Start of Block
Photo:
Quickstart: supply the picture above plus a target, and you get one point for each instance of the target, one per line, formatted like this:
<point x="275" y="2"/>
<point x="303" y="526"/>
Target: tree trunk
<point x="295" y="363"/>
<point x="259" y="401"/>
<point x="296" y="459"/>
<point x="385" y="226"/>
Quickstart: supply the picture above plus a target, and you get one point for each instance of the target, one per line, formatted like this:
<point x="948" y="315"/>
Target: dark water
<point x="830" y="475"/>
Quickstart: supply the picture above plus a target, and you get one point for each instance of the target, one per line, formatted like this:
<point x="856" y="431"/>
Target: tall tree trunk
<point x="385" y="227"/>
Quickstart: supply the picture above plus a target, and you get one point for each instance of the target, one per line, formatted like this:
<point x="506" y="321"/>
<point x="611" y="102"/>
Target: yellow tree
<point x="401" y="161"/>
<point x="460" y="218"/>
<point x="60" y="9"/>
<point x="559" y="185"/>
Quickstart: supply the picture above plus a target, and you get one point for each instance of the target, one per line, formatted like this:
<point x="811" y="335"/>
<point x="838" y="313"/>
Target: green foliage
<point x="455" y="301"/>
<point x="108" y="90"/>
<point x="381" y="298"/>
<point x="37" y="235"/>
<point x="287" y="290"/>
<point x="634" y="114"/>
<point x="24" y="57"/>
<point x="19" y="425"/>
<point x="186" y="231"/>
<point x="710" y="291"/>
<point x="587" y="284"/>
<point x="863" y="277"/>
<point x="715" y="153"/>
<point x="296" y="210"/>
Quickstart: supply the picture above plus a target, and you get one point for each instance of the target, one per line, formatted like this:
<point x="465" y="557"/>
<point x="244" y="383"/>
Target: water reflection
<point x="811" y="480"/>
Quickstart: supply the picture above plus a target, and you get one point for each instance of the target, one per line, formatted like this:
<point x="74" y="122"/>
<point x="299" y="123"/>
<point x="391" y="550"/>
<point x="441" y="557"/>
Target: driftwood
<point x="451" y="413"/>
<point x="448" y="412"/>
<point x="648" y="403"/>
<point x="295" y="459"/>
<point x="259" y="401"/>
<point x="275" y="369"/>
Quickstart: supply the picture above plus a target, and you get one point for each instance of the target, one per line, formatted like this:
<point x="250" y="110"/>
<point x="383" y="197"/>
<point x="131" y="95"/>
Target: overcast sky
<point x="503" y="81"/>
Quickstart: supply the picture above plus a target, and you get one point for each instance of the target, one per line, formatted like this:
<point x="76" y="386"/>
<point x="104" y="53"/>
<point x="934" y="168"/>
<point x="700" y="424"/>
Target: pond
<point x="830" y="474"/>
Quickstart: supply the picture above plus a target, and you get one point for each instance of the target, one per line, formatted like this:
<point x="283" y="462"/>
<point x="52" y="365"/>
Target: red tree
End of Block
*THE TASK*. A verbatim restatement of all the entries above is required.

*THE COMPLETED TASK*.
Photo:
Quickstart: supply the picture above plus a target, and you get one point for each instance of the target, one per line, formatted like this:
<point x="275" y="2"/>
<point x="303" y="526"/>
Target: tree trunk
<point x="295" y="363"/>
<point x="259" y="401"/>
<point x="296" y="459"/>
<point x="385" y="226"/>
Quickstart: supply the picture above plus a target, and you get one point for each instance of the target, one per line, formatted like this:
<point x="948" y="315"/>
Target: dark water
<point x="830" y="475"/>
Quickstart: supply the picture above plus a target, and you get one point for each instance of the target, one per line, formatted like this:
<point x="856" y="431"/>
Target: tall tree trunk
<point x="385" y="227"/>
Quickstart: supply the picture above plus a target, and you get one point for each instance of the target, one per line, formatted like this:
<point x="506" y="321"/>
<point x="611" y="102"/>
Target: yellow tree
<point x="401" y="161"/>
<point x="460" y="218"/>
<point x="60" y="9"/>
<point x="559" y="185"/>
Quickstart: supply the picture above plus a target, and you get one point for each instance of the target, one per line, formatted like this:
<point x="811" y="335"/>
<point x="838" y="313"/>
Target: green foliage
<point x="455" y="301"/>
<point x="108" y="90"/>
<point x="381" y="298"/>
<point x="37" y="235"/>
<point x="287" y="290"/>
<point x="634" y="114"/>
<point x="24" y="57"/>
<point x="19" y="425"/>
<point x="186" y="231"/>
<point x="710" y="291"/>
<point x="587" y="284"/>
<point x="863" y="277"/>
<point x="715" y="153"/>
<point x="296" y="210"/>
Quickstart: supply the picture above plus a target, and you get one point for each instance of the target, one per line, formatted like this:
<point x="465" y="557"/>
<point x="244" y="383"/>
Target: water reflection
<point x="811" y="480"/>
Quickstart: supply the picture above plus a target, and you get one point for each instance of the target, one per line, formatted like this:
<point x="74" y="122"/>
<point x="299" y="123"/>
<point x="391" y="550"/>
<point x="441" y="557"/>
Target: driftwood
<point x="451" y="413"/>
<point x="448" y="412"/>
<point x="648" y="403"/>
<point x="295" y="459"/>
<point x="259" y="401"/>
<point x="275" y="369"/>
Quickstart: supply the picture above plus a target, and you get one point for each instance of the target, one per line, formatted like this:
<point x="250" y="110"/>
<point x="383" y="197"/>
<point x="131" y="95"/>
Target: overcast sky
<point x="503" y="81"/>
Quickstart: supply the picture above plus a target, and you get one point for each instance of the target, one per line, formatted like this:
<point x="76" y="386"/>
<point x="104" y="53"/>
<point x="934" y="168"/>
<point x="700" y="424"/>
Target: pond
<point x="830" y="474"/>
Quickstart: supply the picture above plus a target, and you get one point for each instance of the target, one per line, formatted like this:
<point x="283" y="462"/>
<point x="52" y="365"/>
Target: red tree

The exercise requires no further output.